:: Task details ::
Transcribe every one of the records below line for line, changing nothing.

:: Collected data ::
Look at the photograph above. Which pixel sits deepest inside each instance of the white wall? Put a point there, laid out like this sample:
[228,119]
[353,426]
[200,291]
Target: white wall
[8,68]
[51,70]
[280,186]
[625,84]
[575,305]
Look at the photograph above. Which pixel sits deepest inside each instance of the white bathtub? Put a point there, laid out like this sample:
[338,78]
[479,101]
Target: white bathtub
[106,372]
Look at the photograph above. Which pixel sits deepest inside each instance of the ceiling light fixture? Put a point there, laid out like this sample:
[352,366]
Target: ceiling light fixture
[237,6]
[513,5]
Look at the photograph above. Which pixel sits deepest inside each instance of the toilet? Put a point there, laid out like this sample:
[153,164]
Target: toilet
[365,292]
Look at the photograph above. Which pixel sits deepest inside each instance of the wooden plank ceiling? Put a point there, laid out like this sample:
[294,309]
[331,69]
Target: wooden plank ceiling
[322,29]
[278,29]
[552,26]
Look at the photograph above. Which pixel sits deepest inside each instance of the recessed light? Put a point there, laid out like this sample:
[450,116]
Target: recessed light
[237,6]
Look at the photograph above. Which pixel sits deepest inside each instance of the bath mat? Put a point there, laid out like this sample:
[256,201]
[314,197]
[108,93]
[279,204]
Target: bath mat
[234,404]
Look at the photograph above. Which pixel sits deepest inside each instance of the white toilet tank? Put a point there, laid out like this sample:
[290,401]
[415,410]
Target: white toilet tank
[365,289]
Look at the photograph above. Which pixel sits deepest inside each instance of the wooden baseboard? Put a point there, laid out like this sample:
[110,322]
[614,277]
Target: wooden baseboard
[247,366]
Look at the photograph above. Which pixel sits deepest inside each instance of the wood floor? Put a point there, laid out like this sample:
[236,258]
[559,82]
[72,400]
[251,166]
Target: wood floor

:: Problem solution ::
Look at the photograph above. Which pixel sits deepest inside each instance of the white wall? Put a point there, laid out like this sample:
[228,119]
[353,426]
[200,291]
Target: white wall
[8,68]
[51,70]
[280,186]
[625,84]
[575,305]
Look at the photograph above. Which pixel sits deepest inside each instance of the white bathtub? Put a point there, laid out like this sample:
[338,78]
[479,101]
Target: white bathtub
[106,372]
Look at the photograph above. Which pixel sits deepest inside each instance of the ceiling light fixture? Put a point there, laid out like this sample:
[352,366]
Target: ceiling light fixture
[237,6]
[513,5]
Look at the photograph above. Which pixel sits deepest inside each instance of the toilet? Put a point there, laid out like this sample:
[153,164]
Target: toilet
[365,292]
Look at the photograph above. Which pixel sits deepest inside each instance of the wooden plank ceiling? Put a point there, laid out like this sample:
[294,309]
[331,69]
Target: wooden plank ceiling
[322,29]
[278,29]
[552,26]
Look at the photograph above. Which pixel sits deepest inside each instance of the recessed light? Put a point there, laid out like this sample:
[450,116]
Target: recessed light
[237,6]
Look at the photograph above. Which pixel sits deepest inside each instance of the bath mat? Put a point there, laid out like this sample:
[256,201]
[314,197]
[108,93]
[279,204]
Target: bath mat
[234,404]
Look at the photograph above. Which pixel sits deepest inside each instance of the white toilet tank? Put a point there, laid out like this sample:
[290,401]
[415,410]
Target: white toilet tank
[365,289]
Look at the photograph above. Which pixel sits deepest inside each instance of the wooden baseboard? Put a point there, laid out like this sample:
[110,322]
[614,277]
Target: wooden baseboard
[247,366]
Look at the photograph above. Which pixel sits deepest inside each instance of the wood floor? Put a point there, laid out like this sample:
[236,258]
[559,82]
[72,400]
[251,166]
Target: wood floor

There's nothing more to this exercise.